### TEXT PROVIDED:
┌──

Sir Martin Sorrell, chief executive of WPP, and one of the more clear-eyed macro-economic commentators during previous recession-and-recovery cycles, says he is cautiously optimistic about this year and 2012.

The group now expects like-for-like revenue growth this year of 6 per cent, compared with an earlier forecast of 5 per cent growth.

Sorrell's optimism, also given his track record of forecasting, triggered a number of earnings upgrades in the City for WPP.

The group's like-for-like revenues in the first trading quarter rose 6.7 per cent, which is highly creditable given the battering the advertising industry has taken in the past few years.

It helps WPP to have blue-chip brand subsidiaries such as JWT and Ogilvy & Mather, with all indicators currently suggesting the group is outperforming big rivals such as Omnicom and Publicis.

└──

### BRIEF 1:
Answer these questions about the WPP text:
(a) What like-for-like revenue growth does WPP now expect this year?
(b) How much did like-for-like revenues rise in the first trading quarter?
(c) Which two big rivals does WPP appear to be outperforming?
### BRIEF 2:
Carry the WPP text forward with a few sentences that pick up after its last sentence.
You will not need the lines that come after this note.

### SUPPLIED INFORMATION:
┌──

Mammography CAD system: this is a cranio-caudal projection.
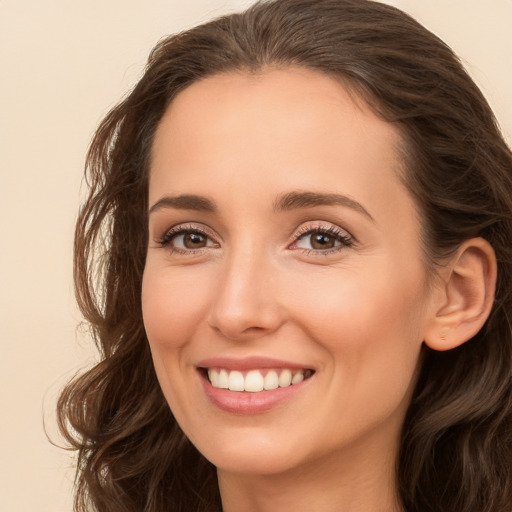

└──

### EXERCISE RESULT 1:
(a) 6 percent
(b) 6.7 percent
(c) Omnicom and Publicis

### EXERCISE RESULT 2:
The good news is that more mature advertising markets like the US and Germany are doing well, while faster-growing markets like Asia Pacific and Latin America are picking up the baton as well.

Analysts say WPP has probably reaped the benefits of cautious companies in the fragile economic recovery choosing to plough money into branding and advertising in order to protect market share rather than spend more heavily on riskier, longer-term investments.

In short, advertising has been used by businesses as a short-term hedge against longer-term corporate uncertainty.